Maximize Perceptual Quality Using Quality Information Table by contents class
2005 . 02 ~ 2006. 02
Maximize Perceptual Quality Using Quality Information Table by contents class
Multimedia services like video streaming have been popular and the heterogeneous and various networks also have been increased. In this environment, quality of service (QoS) has emerged as an important issue for service acceptability. For an effective multimedia service, there is no doubt that the quality of the serviced video has to be acceptable, even though constraints exist. When a video content is delivered to client, there are several constraints such as limited bandwidth, capability of device, etc that are encountered. The variation of network bandwidth is unpredictable at the encoding stage. Video content needs to be decodable at any dynamic range of bandwidth with the best possible video quality. Considering such a limited environment, multi-dimensional scalability gives a benefit in QoS point of view. The main goal of our research is to find the optimal bit-rate allocation strategy for three scalability layers of SVC video quality. For this, we performed subjective test for perceptual quality preference depending on video class. To find an efficient adaptation operation for scalable video, multiple quality tradeoffs (spatio-SNR-temporal quality) are considered.
The goal of this project is the followings
the semantic concepts that represent different video classes and are able to represent the characteristics of video scene

As shown in Fig. 1, the required bit-rate for the quality preference is dependant on original video’s bit-rate and characteristic. We used relative bit-rate ( ) that is the bit-rate of spatio-temporal switching point normalized by bit-rate of original bit-stream. The quality preference of CIF at 15 f/s and corresponding relative bit-rate of 0.2 is equivalent to 20% of original video’s bit-rate for the quality of CIF at 15 f/s. In case that original video’s bit-rate is 1Mbps, quality preference for the spatio-temporal quality of CIF at 15 f/s) exists at about 200kbps.
Figure 1. Relative bit-rate of video segments versus spatio-temporal switching points: (a) action concept (b) crowd concept; (c) dialog concept (d) scenery concept (e) text&graphic concept
In Fig 2, preference paths are shown in three-dimensional scalability. Those are achieved from the analysis for the preference characteristics of video segments in five semantic concepts as bit-rate decreases. Preference paths are different depending on semantic concept. The line between two switching points represent the path of extraction for SNR scalability. For instance, SNR quality decreases from first marker to second marker as relative bit-rate decreases. The markers indicate switching points for spatio-temporal scalability. For instance, first marker in case (a) indicates the switching point from size of CIF at 30 f/s to size of CIF at 15 f/s, and second marker in case (b) indicates the switching point from size of CIF at 15 f/s to size of QCIF at 30 f/s.
★ ★ ★
■ Goal of the exercise ■
Quote the scalable video quality text above from "The goal of" up to and including "at about 200kbps.".

■ Dataset section ■
★ ★ ★
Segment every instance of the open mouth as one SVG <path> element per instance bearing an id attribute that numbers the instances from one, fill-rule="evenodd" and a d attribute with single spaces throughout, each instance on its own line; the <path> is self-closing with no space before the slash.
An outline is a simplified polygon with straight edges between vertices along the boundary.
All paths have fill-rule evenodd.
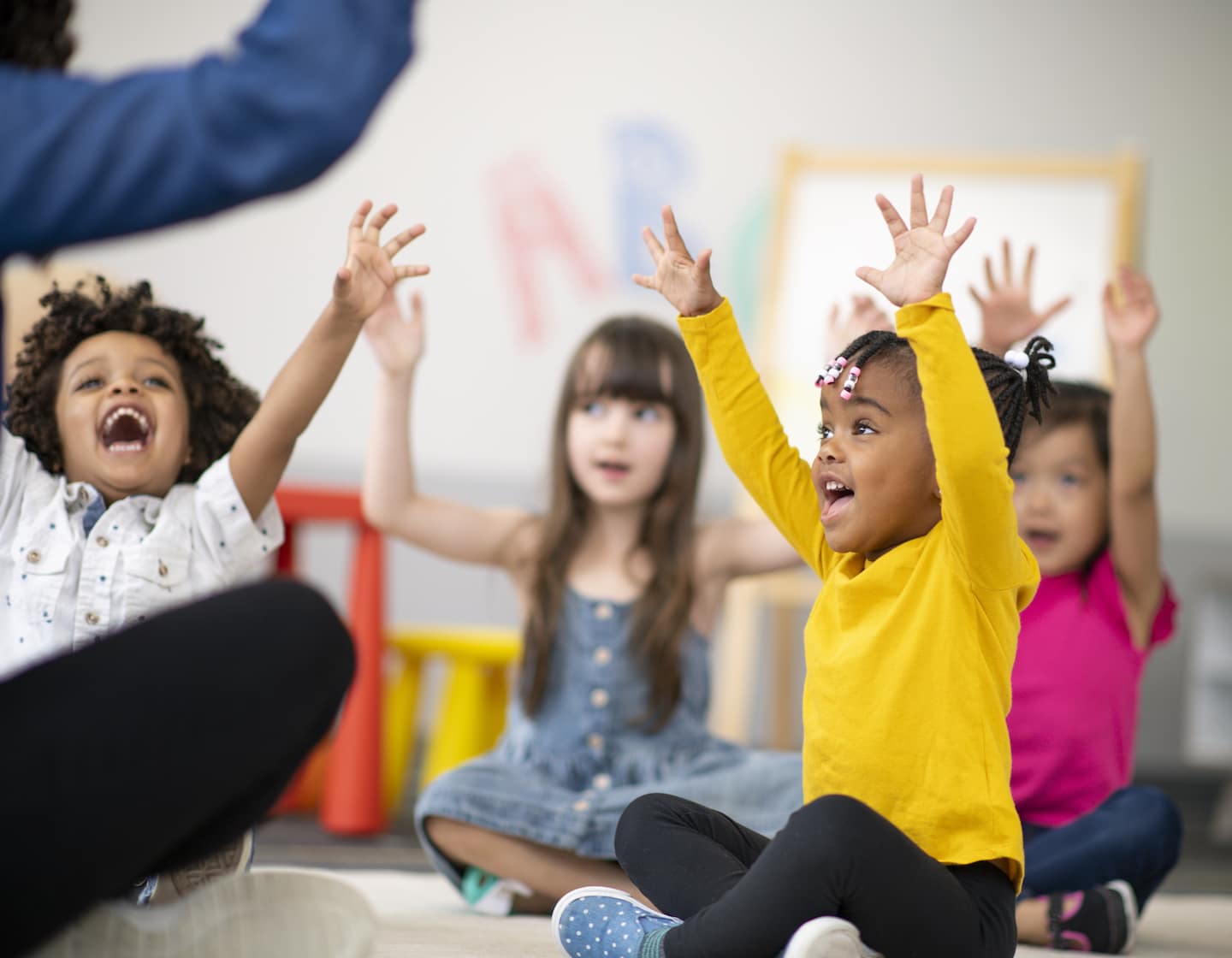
★ ★ ★
■ Result of the task ■
The goal of this project is the followings
the semantic concepts that represent different video classes and are able to represent the characteristics of video scene

As shown in Fig. 1, the required bit-rate for the quality preference is dependant on original video’s bit-rate and characteristic. We used relative bit-rate ( ) that is the bit-rate of spatio-temporal switching point normalized by bit-rate of original bit-stream. The quality preference of CIF at 15 f/s and corresponding relative bit-rate of 0.2 is equivalent to 20% of original video’s bit-rate for the quality of CIF at 15 f/s. In case that original video’s bit-rate is 1Mbps, quality preference for the spatio-temporal quality of CIF at 15 f/s) exists at about 200kbps.